Supplied data>
===

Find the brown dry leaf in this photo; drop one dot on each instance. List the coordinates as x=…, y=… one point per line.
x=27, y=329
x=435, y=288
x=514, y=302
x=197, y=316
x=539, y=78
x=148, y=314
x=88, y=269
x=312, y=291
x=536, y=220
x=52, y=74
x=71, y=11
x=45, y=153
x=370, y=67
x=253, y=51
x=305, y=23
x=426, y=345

===

The problem> In your reply, write out all of the material exactly as it was given.

Written response>
Find the brown dry leaf in this photo; drop one dot on each instance. List the coordinates as x=…, y=… one point per line.
x=27, y=329
x=435, y=288
x=514, y=302
x=197, y=316
x=539, y=78
x=148, y=314
x=88, y=269
x=312, y=291
x=536, y=220
x=52, y=74
x=71, y=11
x=45, y=153
x=370, y=67
x=253, y=51
x=305, y=23
x=426, y=345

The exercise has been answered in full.